[START Supplied data]
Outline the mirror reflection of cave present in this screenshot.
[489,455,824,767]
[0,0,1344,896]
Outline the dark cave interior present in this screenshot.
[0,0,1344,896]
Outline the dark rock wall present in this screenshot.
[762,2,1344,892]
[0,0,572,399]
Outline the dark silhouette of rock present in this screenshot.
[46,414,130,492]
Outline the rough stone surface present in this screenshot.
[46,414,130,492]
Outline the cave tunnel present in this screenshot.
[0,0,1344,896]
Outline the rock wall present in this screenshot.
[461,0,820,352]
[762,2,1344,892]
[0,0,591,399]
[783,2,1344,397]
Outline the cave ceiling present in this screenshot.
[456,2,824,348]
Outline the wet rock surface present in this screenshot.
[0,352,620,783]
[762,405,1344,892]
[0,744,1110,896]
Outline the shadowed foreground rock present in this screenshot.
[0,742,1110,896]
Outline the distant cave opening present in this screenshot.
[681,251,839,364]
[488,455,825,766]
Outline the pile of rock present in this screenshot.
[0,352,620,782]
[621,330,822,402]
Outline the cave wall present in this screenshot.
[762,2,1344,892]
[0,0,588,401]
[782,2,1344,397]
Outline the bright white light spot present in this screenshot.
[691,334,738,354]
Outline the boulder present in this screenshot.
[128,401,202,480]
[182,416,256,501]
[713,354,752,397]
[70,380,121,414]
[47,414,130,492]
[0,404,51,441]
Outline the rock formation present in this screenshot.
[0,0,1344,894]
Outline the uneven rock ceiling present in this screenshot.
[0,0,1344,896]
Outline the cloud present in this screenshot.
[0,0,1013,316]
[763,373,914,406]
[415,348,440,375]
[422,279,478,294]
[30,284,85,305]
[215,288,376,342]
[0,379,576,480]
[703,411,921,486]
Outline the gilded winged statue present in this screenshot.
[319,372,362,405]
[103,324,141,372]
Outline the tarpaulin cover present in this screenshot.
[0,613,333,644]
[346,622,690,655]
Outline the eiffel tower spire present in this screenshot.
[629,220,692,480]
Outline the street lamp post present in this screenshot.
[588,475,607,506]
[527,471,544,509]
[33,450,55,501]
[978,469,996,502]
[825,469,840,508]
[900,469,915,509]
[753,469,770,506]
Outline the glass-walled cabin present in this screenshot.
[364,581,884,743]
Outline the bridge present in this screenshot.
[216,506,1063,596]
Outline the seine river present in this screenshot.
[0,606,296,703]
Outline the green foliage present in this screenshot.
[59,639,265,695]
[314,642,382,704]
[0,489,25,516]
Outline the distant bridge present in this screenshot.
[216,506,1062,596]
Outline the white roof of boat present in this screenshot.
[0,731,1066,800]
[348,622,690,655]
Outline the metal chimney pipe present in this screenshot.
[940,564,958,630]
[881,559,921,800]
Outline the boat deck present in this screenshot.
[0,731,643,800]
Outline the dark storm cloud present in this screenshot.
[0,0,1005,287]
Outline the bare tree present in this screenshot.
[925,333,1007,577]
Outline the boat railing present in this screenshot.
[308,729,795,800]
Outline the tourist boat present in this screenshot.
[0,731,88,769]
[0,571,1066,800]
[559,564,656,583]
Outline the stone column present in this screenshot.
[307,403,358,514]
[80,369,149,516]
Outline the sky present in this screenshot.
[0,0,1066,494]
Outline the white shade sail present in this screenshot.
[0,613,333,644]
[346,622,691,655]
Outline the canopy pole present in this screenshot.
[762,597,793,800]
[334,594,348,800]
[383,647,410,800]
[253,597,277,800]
[END Supplied data]
• Set exercise
List every line in the data above that contains the word "cloud".

• Correct output
Outline the cloud present in this screenshot.
Outline the dark storm cloud present in this screenshot.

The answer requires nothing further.